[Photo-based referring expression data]
[Start of Attachment]

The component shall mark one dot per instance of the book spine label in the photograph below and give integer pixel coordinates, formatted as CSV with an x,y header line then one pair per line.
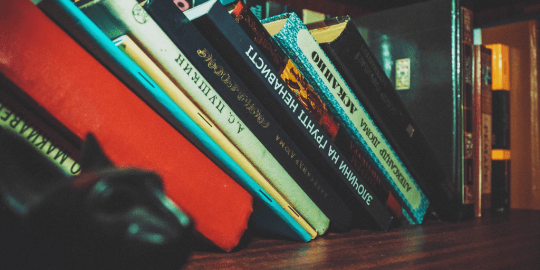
x,y
311,101
274,200
311,128
12,120
375,91
271,89
335,91
214,84
467,189
486,128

[End of Attachment]

**Assigned task:** Every line of the data should be transcribed exactly. Omit the images.

**Finished exercise:**
The component shall mark one dot per instance of the book spine label in the photograph below and give integer pixel coordinates, formatted as CSV with an x,y header line then one pair per line.
x,y
311,101
274,200
311,128
12,120
375,91
271,89
335,91
214,84
467,189
486,128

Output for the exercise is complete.